>> begin
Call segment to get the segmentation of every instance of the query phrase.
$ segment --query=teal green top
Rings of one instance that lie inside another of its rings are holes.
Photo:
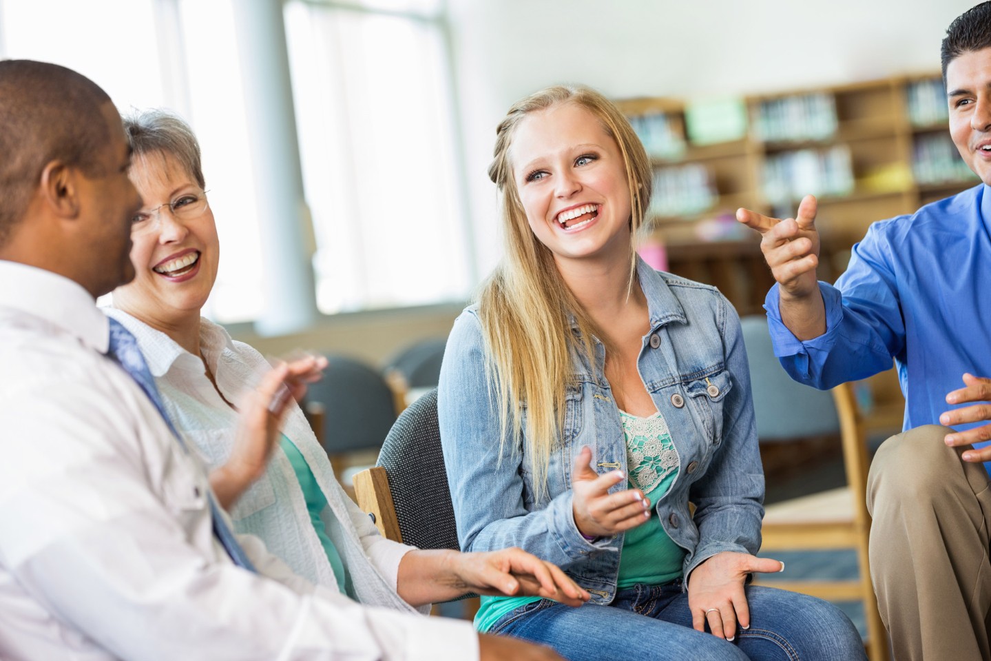
[[[657,503],[667,495],[678,475],[678,451],[671,441],[668,425],[660,413],[637,418],[620,411],[619,418],[626,437],[629,486],[640,489],[651,503]],[[657,510],[651,508],[646,523],[623,535],[616,587],[622,590],[636,584],[669,583],[682,575],[684,560],[685,549],[668,536]]]
[[[320,545],[323,546],[323,551],[327,554],[327,560],[330,561],[330,566],[334,570],[337,587],[342,594],[347,594],[348,575],[344,570],[344,563],[341,562],[341,554],[337,552],[334,543],[327,536],[327,529],[323,525],[323,519],[320,518],[320,512],[327,506],[327,498],[323,495],[320,485],[317,484],[316,477],[313,476],[313,471],[310,470],[309,464],[303,459],[302,453],[292,445],[292,442],[284,434],[282,435],[281,448],[285,456],[289,458],[289,463],[292,464],[292,470],[296,473],[296,479],[299,480],[299,486],[303,490],[303,499],[306,501],[310,522],[313,524],[313,530],[316,532]]]
[[[626,438],[626,466],[630,488],[639,488],[656,504],[667,495],[678,474],[678,452],[660,413],[637,418],[619,412]],[[646,523],[623,535],[619,557],[618,590],[634,584],[659,586],[682,575],[685,550],[664,531],[657,511],[651,508]],[[488,631],[513,608],[540,600],[539,596],[483,596],[475,627]]]

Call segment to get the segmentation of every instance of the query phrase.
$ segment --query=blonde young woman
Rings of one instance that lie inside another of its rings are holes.
[[[783,566],[753,555],[764,480],[739,321],[636,257],[651,174],[629,123],[559,86],[496,135],[505,254],[440,382],[458,534],[555,563],[592,599],[486,597],[478,628],[572,660],[864,658],[831,604],[747,585]]]
[[[295,574],[367,605],[414,612],[466,592],[583,602],[588,595],[558,568],[519,549],[421,551],[383,538],[334,479],[294,403],[277,447],[237,437],[237,409],[269,366],[200,317],[220,245],[199,145],[181,119],[161,111],[126,117],[124,126],[134,150],[130,177],[144,206],[131,231],[137,275],[115,290],[107,314],[138,338],[170,420],[211,467],[211,486],[235,529],[260,537]],[[415,619],[403,626],[395,635],[405,638],[397,639],[412,639],[421,628]],[[451,621],[437,641],[438,658],[472,658],[473,648],[483,659],[557,658],[494,636],[466,640],[458,626]]]

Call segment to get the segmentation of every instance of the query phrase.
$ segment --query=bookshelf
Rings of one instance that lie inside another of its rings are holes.
[[[751,95],[718,107],[671,98],[618,105],[654,165],[651,232],[672,249],[700,242],[699,225],[714,220],[725,238],[749,240],[727,222],[738,206],[785,217],[813,193],[824,243],[841,258],[870,222],[978,181],[949,139],[938,73]],[[741,121],[729,130],[704,125],[734,114]]]
[[[741,316],[763,314],[774,280],[759,237],[735,221],[737,207],[788,217],[815,194],[819,277],[832,282],[871,222],[979,181],[949,138],[937,72],[702,103],[617,104],[653,163],[651,242],[665,246],[670,271],[716,285]],[[904,401],[894,370],[869,382],[868,427],[899,431]]]

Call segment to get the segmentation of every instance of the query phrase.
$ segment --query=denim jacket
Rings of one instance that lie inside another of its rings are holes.
[[[736,312],[716,288],[654,271],[640,260],[637,276],[650,313],[637,368],[679,457],[675,482],[654,508],[671,539],[687,551],[688,577],[716,553],[753,554],[760,547],[764,475],[746,350]],[[594,602],[608,603],[623,535],[589,542],[572,513],[571,474],[583,446],[592,449],[599,472],[627,471],[619,411],[598,339],[595,349],[594,365],[575,356],[564,427],[539,498],[522,438],[507,442],[499,459],[495,389],[486,376],[475,306],[461,314],[448,339],[438,415],[462,550],[520,547],[561,567]],[[626,480],[611,490],[623,488]]]

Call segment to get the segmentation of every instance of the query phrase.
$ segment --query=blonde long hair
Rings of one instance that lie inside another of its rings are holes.
[[[561,103],[574,103],[591,112],[619,147],[631,209],[631,288],[636,235],[650,204],[652,183],[650,160],[629,121],[594,89],[563,85],[542,89],[513,104],[496,129],[489,177],[499,193],[504,254],[482,286],[479,319],[489,349],[486,371],[495,383],[499,416],[499,458],[505,453],[506,439],[517,439],[522,433],[537,497],[546,492],[547,467],[563,426],[565,397],[574,378],[573,353],[584,353],[595,364],[593,337],[604,338],[565,285],[551,251],[531,231],[509,162],[520,121],[531,112]],[[580,337],[571,332],[571,318]]]

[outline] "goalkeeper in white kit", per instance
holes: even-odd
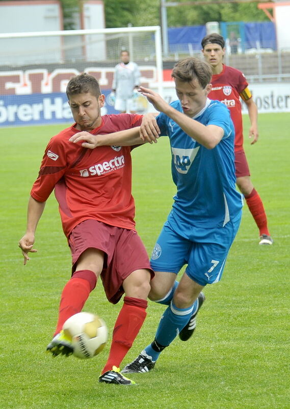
>> end
## Written instruction
Please pull out each line of the entries above that contains the word "blonde" and copy it in full.

## Finished task
$ segment --query=blonde young woman
$ segment --query=blonde long hair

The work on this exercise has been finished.